SOURCE:
Indefinite integral of g(x) * g'(x)

Question

I'm given the question
$\int g(x) * g'(x) dx $
The integral evaluates to
$1/2[g(x)]^2 + C$
but I have absolutely no idea how to arrive at that conclusion.

My first thought was that the $g(x)*g'(x)$ looked somewhat similar to the product rule, and that I could somehow use that with the fundamental theorem of calculus to arrive at the answer, but I had no luck. I see multiple questions like this in my calc textbook and I never really know how to approach them.

Answer 1

It is simply a matter of integration by parts.

Our integral is as such: $$ \displaystyle\int g(x) \cdot g'(x) $$ We can rename this, and then use integration by parts, like so ($u(x)$ and $v(x)$ both represent $g(x)$): $$ \begin{align} & \displaystyle\int g(x) \cdot g'(x) \\ = & \displaystyle\int u(x) \cdot v'(x) \\ = & u(x)v(x) - \displaystyle\int u'(x) \cdot v(x) \end{align} $$ Now rearranging: $$ \displaystyle\int g(x) \cdot g'(x) = u(x)v(x) - \displaystyle\int u'(x) \cdot v(x) \\ 2\cdot\displaystyle\int g(x) \cdot g'(x) = u(x)v(x) \\ \displaystyle\int g(x) \cdot g'(x) = \frac{u(x)v(x)}{2} $$ Substituting in for $u(x)$ and $v(x)$: $$ \begin{align} &\displaystyle\int g(x) \cdot g'(x) = \frac{g(x)g(x)}{2} \\ =& \boxed{\displaystyle\int g(x) \cdot g'(x) = \frac{g(x)^2}{2}} \end{align} $$

Answer 2

You can use the product rule: $\int uv'dx = uv - \int u'vdx$, so we let $u = g(x), v' = g'(x)$ then $u' = g'(x), v = g(x)$

Then $\int g(x)g'(x) dx = g(x)g(x) - \int g'(x)g(x) dx \rightarrow 2 \int g(x)g'(x) dx = g(x)g(x) + C \rightarrow \int g(x)g'(x) dx = \frac{(g(x))^2}{2} + C_1$

SET PROBLEM: Repeat, word for word, the stretch of the integration thread from "I'm given the" through "to approach them.". The listing comes from a different source.

ENTRIES SUPPLIED:
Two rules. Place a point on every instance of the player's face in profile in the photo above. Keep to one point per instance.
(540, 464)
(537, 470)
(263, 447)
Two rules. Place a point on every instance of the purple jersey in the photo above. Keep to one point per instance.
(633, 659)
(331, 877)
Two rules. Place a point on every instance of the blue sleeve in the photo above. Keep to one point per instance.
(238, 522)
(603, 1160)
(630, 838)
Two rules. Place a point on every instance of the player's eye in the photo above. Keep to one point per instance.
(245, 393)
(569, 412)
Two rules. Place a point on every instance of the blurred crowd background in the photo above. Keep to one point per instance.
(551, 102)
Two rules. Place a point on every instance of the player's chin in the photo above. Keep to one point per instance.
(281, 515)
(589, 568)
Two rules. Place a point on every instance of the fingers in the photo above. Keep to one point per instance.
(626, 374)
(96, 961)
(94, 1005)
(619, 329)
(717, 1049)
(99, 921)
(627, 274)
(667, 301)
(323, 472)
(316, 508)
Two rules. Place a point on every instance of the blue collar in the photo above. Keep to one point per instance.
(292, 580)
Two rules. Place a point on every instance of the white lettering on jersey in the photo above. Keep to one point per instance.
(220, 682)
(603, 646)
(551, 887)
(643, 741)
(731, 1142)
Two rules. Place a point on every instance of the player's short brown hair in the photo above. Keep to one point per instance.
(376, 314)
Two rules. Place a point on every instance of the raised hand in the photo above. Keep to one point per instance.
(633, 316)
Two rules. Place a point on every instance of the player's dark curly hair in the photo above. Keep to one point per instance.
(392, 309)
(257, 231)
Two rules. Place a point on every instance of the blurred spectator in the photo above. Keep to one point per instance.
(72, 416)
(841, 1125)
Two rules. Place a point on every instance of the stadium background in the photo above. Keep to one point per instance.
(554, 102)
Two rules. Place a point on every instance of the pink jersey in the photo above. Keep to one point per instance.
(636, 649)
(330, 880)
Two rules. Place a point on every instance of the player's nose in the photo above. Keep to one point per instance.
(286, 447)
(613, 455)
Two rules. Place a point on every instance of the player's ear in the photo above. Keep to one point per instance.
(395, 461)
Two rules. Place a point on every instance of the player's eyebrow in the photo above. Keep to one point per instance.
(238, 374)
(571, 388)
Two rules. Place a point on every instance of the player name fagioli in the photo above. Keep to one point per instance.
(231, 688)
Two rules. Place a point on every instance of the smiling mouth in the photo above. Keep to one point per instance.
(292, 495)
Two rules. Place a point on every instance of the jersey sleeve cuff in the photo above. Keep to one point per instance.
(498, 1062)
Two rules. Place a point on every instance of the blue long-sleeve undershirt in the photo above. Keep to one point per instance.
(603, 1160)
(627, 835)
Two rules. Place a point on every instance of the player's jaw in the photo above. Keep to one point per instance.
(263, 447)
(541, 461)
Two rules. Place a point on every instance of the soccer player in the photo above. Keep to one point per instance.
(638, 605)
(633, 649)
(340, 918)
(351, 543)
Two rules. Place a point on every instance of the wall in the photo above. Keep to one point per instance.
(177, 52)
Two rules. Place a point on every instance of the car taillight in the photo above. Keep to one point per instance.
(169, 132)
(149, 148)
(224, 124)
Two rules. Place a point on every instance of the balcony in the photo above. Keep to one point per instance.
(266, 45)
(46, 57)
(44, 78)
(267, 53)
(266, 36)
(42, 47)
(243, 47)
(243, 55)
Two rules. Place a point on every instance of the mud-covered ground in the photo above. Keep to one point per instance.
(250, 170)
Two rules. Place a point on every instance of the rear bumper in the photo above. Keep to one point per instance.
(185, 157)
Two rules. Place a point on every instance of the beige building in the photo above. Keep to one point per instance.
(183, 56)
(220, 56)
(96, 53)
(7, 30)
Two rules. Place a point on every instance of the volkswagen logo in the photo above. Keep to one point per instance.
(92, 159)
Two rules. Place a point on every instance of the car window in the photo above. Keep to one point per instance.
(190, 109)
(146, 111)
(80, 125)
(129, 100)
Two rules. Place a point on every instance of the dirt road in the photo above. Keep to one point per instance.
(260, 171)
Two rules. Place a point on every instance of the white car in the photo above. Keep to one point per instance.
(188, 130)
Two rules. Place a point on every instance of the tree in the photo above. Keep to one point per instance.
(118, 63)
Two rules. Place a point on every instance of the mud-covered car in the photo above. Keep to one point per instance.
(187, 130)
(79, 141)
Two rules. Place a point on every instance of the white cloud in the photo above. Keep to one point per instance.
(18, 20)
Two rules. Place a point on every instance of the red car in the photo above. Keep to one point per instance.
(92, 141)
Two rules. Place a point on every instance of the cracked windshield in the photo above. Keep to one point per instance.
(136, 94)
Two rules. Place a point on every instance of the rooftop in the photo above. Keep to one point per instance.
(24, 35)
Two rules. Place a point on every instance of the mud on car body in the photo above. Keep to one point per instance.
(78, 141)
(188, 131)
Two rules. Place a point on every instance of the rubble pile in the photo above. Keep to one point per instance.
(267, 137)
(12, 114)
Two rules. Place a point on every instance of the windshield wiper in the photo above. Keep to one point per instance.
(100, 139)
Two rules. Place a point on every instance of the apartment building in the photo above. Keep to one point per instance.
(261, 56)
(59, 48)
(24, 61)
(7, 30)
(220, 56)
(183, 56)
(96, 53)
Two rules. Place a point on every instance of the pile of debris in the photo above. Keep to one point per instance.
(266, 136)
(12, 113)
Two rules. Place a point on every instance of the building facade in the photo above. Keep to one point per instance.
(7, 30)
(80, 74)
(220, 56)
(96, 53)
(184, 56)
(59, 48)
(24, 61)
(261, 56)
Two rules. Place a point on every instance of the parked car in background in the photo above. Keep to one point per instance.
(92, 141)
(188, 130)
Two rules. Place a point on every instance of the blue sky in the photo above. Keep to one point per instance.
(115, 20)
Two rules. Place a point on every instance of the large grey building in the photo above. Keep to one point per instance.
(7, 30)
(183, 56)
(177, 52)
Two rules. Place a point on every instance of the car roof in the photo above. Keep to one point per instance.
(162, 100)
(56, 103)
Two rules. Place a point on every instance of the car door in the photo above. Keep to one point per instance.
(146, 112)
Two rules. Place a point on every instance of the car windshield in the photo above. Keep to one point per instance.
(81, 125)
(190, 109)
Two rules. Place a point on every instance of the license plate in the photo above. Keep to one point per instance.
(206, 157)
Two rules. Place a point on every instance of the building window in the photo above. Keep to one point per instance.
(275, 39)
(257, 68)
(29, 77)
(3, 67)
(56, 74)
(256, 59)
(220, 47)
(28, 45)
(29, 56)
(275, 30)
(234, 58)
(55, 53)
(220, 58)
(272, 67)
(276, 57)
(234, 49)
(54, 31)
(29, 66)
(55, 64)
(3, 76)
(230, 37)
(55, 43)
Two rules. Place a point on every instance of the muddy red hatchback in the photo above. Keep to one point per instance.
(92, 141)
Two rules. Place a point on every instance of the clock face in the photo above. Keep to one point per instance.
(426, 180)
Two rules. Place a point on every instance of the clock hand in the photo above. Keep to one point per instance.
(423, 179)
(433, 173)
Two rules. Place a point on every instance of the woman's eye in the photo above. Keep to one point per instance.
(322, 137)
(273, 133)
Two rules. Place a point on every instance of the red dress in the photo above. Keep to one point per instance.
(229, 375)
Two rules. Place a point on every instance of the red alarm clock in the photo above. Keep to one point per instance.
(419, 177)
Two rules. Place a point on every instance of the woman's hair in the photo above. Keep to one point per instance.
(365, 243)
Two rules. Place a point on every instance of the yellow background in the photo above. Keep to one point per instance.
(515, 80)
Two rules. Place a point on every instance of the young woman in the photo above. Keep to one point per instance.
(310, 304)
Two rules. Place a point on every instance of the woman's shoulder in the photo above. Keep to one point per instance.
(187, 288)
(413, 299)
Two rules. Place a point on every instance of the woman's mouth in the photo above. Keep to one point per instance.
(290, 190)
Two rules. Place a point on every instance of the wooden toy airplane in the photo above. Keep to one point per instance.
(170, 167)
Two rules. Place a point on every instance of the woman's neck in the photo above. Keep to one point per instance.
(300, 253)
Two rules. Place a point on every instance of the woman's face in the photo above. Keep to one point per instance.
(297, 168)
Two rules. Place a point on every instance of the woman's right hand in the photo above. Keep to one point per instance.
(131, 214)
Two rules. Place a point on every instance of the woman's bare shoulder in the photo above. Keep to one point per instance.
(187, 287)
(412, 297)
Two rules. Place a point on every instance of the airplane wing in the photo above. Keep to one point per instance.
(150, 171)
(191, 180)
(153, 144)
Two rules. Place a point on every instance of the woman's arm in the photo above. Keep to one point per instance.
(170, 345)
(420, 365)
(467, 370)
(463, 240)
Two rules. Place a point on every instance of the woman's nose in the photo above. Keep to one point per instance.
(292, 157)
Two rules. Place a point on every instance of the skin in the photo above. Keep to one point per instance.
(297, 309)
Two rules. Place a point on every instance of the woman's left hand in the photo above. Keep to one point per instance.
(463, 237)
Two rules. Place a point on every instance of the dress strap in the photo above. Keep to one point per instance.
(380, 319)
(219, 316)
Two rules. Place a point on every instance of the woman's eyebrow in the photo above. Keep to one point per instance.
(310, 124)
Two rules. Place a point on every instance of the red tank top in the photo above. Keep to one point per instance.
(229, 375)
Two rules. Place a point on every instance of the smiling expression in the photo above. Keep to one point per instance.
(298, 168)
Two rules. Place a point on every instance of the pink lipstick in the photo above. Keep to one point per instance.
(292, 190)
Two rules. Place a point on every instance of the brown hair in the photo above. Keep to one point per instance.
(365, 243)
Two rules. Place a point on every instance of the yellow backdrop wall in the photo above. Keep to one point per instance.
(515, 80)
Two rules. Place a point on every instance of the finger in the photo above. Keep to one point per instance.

WRITTEN SOLUTION:
I'm given the question
$\int g(x) * g'(x) dx $
The integral evaluates to
$1/2[g(x)]^2 + C$
but I have absolutely no idea how to arrive at that conclusion.

My first thought was that the $g(x)*g'(x)$ looked somewhat similar to the product rule, and that I could somehow use that with the fundamental theorem of calculus to arrive at the answer, but I had no luck. I see multiple questions like this in my calc textbook and I never really know how to approach them.